■ **Data shown**:
------------------------------------

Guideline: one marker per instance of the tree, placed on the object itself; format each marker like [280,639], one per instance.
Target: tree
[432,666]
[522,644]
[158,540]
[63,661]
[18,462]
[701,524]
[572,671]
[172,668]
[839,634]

------------------------------------

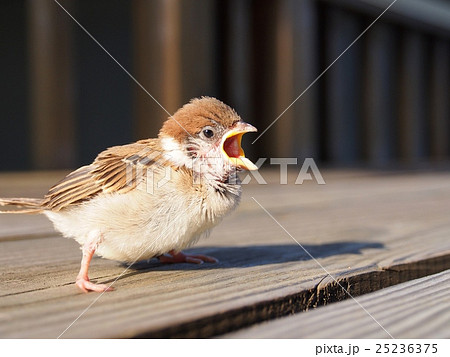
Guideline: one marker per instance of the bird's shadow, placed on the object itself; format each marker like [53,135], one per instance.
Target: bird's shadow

------------------------------------

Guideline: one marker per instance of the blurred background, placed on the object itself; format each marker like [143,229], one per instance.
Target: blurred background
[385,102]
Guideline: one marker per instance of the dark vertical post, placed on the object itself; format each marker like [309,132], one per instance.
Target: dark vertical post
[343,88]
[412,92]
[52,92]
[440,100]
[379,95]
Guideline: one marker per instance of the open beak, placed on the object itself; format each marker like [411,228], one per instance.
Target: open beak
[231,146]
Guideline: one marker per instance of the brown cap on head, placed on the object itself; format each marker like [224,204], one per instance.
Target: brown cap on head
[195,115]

------------------------------------

■ **Exercise objective**: Can you update the lines from the one containing "Guideline: one marker per instance of the bird's" through the one containing "Target: bird's shadow" by writing them out again with "bird's shadow" changed to "bird's reflection" and nothing else altered?

■ **Task response**:
Guideline: one marker per instance of the bird's reflection, placed on the object itself; format each marker like [53,135], one per instance.
Target: bird's reflection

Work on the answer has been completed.